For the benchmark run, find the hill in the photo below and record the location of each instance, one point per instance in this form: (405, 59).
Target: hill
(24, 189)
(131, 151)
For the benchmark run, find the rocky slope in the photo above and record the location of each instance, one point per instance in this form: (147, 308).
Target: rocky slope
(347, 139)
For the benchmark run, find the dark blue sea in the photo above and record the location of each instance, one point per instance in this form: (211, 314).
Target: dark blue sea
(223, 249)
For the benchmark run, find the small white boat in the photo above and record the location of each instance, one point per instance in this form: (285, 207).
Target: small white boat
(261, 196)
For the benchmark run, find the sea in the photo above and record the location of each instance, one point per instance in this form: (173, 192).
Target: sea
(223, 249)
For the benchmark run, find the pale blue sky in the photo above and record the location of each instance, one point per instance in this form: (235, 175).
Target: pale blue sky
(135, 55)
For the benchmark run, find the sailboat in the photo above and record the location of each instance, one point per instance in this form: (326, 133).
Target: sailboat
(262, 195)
---
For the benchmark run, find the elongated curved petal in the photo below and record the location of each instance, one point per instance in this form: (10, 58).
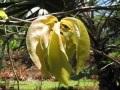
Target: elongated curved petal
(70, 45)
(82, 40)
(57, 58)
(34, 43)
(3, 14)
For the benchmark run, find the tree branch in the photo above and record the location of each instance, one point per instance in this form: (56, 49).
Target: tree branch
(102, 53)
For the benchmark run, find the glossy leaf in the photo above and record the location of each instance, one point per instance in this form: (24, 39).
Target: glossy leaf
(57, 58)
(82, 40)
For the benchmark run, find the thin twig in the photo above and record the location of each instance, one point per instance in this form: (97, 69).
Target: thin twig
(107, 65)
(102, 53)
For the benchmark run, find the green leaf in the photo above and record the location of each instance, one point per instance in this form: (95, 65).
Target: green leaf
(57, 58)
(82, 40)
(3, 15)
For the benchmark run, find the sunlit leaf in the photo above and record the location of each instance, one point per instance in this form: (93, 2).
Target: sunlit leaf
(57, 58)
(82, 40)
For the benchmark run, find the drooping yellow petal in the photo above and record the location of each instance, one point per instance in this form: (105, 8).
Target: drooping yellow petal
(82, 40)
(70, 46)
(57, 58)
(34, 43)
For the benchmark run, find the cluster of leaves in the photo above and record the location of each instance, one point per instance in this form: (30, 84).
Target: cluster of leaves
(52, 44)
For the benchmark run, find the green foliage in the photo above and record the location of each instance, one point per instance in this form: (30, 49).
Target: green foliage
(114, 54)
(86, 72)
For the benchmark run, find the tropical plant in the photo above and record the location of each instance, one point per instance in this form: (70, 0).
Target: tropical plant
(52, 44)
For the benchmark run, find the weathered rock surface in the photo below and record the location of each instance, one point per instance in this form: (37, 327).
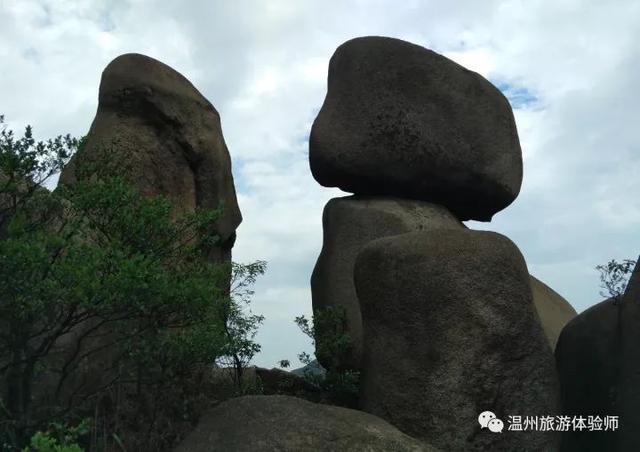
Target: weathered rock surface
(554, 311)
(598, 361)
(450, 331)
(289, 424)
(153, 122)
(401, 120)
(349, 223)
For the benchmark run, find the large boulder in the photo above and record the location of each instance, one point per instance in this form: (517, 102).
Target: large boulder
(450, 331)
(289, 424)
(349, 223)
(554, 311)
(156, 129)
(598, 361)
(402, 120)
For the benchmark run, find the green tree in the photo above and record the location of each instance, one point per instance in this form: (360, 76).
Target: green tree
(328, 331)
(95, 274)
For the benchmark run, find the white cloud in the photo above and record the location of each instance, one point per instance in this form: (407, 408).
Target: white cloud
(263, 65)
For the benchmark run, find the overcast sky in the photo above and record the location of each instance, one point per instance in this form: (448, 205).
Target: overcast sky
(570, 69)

● WHAT YOU ARE ASKED TO DO:
Collect every line of the items above that contains the word "sailboat", copying each one in full.

● IN RESPONSE:
For the benchmark run, find the sailboat in the photo above and record the location of each instance, one point per instance in this form: (326, 133).
Target: sailboat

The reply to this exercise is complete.